## DIRECTIONS FOR THIS TASK
An exact copy of every record is needed.

::::::::::

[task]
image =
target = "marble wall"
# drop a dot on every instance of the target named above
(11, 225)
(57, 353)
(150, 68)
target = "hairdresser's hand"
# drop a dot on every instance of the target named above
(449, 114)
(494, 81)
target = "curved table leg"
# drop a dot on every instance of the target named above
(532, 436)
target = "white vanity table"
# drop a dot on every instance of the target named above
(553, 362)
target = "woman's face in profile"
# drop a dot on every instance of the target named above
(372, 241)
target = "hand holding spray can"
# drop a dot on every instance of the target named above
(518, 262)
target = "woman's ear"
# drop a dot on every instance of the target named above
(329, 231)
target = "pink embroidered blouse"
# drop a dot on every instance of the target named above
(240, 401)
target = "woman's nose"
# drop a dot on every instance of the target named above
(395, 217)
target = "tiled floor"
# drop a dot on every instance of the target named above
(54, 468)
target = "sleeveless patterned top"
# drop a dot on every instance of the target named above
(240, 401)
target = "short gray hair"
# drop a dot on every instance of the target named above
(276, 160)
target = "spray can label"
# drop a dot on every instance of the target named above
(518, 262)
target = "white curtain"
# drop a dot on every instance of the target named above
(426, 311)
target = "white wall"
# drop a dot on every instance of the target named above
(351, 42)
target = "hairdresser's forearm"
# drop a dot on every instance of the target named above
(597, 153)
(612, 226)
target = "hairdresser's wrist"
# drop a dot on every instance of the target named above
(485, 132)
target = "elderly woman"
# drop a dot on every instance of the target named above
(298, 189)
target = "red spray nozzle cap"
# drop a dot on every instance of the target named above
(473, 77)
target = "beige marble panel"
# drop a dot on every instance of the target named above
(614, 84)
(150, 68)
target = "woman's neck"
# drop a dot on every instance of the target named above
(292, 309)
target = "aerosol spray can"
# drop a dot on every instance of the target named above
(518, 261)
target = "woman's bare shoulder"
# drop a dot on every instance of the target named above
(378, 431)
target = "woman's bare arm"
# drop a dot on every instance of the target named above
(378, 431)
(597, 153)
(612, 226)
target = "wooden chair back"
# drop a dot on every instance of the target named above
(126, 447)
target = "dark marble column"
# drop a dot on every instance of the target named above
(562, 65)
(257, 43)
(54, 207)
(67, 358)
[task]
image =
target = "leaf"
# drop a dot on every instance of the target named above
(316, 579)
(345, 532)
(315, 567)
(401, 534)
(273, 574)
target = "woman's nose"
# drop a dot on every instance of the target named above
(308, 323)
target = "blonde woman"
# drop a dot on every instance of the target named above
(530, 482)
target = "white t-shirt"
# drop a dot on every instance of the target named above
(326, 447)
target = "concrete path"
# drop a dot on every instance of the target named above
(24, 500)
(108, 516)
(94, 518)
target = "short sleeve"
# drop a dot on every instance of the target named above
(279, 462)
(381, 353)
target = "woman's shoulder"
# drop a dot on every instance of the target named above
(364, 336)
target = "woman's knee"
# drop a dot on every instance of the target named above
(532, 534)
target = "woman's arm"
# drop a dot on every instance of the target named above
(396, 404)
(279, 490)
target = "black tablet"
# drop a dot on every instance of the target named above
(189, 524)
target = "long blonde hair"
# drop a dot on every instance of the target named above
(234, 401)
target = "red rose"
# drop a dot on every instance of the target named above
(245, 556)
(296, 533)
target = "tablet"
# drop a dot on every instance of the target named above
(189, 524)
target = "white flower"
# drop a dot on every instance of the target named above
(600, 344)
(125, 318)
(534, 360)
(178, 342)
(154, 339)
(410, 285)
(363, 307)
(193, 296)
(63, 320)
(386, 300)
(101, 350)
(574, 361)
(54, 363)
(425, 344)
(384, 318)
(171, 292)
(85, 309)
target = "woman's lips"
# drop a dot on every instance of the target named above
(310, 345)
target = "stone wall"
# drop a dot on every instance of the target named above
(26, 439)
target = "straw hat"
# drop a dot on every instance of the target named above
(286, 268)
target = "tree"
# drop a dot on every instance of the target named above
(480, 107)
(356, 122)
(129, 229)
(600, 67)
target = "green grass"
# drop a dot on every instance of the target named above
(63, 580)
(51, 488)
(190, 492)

::::::::::

## CORRECT ANSWER
[task]
image =
target = "marble wall"
# drop a dot on every instance of the target named above
(11, 225)
(57, 353)
(150, 68)
target = "hairdresser's hand"
# drop a dot on every instance of the target named above
(449, 114)
(494, 81)
target = "curved table leg"
# drop a dot on every instance of the target named above
(532, 436)
target = "white vanity table"
# drop a dot on every instance of the target named above
(553, 362)
target = "woman's face in profile"
# drop a dot on every instance of the target named above
(372, 241)
target = "hand holding spray can"
# drop a dot on every instance of the target named above
(518, 262)
target = "woman's ear"
# drop a dot on every instance of the target named above
(329, 231)
target = "pink embroidered blouse"
# drop a dot on every instance of the target named above
(240, 401)
target = "woman's nose"
# drop a dot on every instance of the target named above
(395, 217)
target = "tiled floor"
# drop a dot on every instance of the target named above
(54, 468)
target = "sleeveless patterned top"
# drop a dot on every instance of the target named above
(240, 401)
target = "short gray hair"
# drop a dot on every instance of the target named above
(276, 160)
target = "spray can label"
# drop a dot on every instance of the target named above
(518, 262)
target = "white curtain"
# drop a dot on every instance of the target named above
(426, 311)
target = "white wall"
# drop a dot on every instance of the target named above
(351, 42)
target = "hairdresser's forearm"
# drop a dot on every instance of the target named above
(597, 153)
(612, 226)
target = "hairdresser's wrist"
# drop a dot on every instance of the target named above
(485, 132)
target = "elderly woman"
# drop a dot on every instance of the target named above
(298, 189)
target = "red spray nozzle cap"
# drop a dot on every instance of the target named above
(473, 77)
target = "beige marble panel"
# drop a dot on every instance of the target named above
(614, 84)
(150, 68)
target = "woman's neck"
# drop a dot on every instance of the target named above
(292, 309)
target = "aerosol spray can"
# drop a dot on every instance of the target named above
(518, 261)
target = "woman's bare shoulder"
# drop a dot on every instance of the target named above
(378, 431)
target = "woman's bare arm"
# drop a dot on every instance of the target named above
(378, 431)
(597, 153)
(612, 226)
target = "wooden chair back"
# drop a dot on every instance of the target named above
(126, 447)
target = "dark marble column"
# drop a dot on every instance of the target named above
(562, 65)
(257, 43)
(54, 207)
(67, 358)
[task]
image =
target = "leaf"
# drop a dot on every instance of the target named above
(316, 579)
(345, 532)
(315, 567)
(401, 534)
(273, 574)
target = "woman's nose"
# drop a dot on every instance of the target named above
(308, 323)
target = "blonde woman"
# drop a dot on every instance of the target named above
(530, 482)
target = "white t-shirt"
# drop a dot on every instance of the target named above
(326, 447)
target = "concrete path"
# drop a dot on every instance of the target named above
(24, 500)
(108, 516)
(94, 518)
target = "short sleeve"
# drop a dot on every instance of the target named above
(279, 462)
(381, 353)
target = "woman's shoulder"
# drop a dot on every instance of the target named above
(364, 336)
target = "woman's knee"
# drop a dot on every instance of the target named above
(532, 534)
target = "woman's arm"
# drop a dot on every instance of the target named above
(396, 404)
(279, 490)
target = "black tablet"
# drop a dot on every instance of the target named above
(189, 524)
target = "long blonde hair"
# drop a dot on every instance of the target named above
(234, 401)
target = "red rose"
# drop a dot on every instance of the target named above
(245, 556)
(296, 533)
target = "tablet"
# drop a dot on every instance of the target named above
(189, 524)
target = "white flower"
# drop a dot on every instance of the target named above
(600, 344)
(125, 318)
(534, 360)
(178, 342)
(154, 339)
(410, 285)
(363, 307)
(193, 296)
(63, 320)
(386, 300)
(101, 350)
(574, 361)
(54, 363)
(425, 344)
(384, 318)
(171, 292)
(85, 309)
target = "woman's lips"
# drop a dot on every instance of the target named above
(310, 345)
target = "stone wall"
# drop a dot on every instance of the target named above
(26, 439)
target = "straw hat"
# drop a dot on every instance of the target named above
(286, 268)
target = "tree"
# drop a dot on every instance of the target named above
(480, 107)
(356, 122)
(129, 229)
(600, 67)
target = "green grass"
# drop a dot on every instance of the target named above
(63, 580)
(51, 488)
(190, 492)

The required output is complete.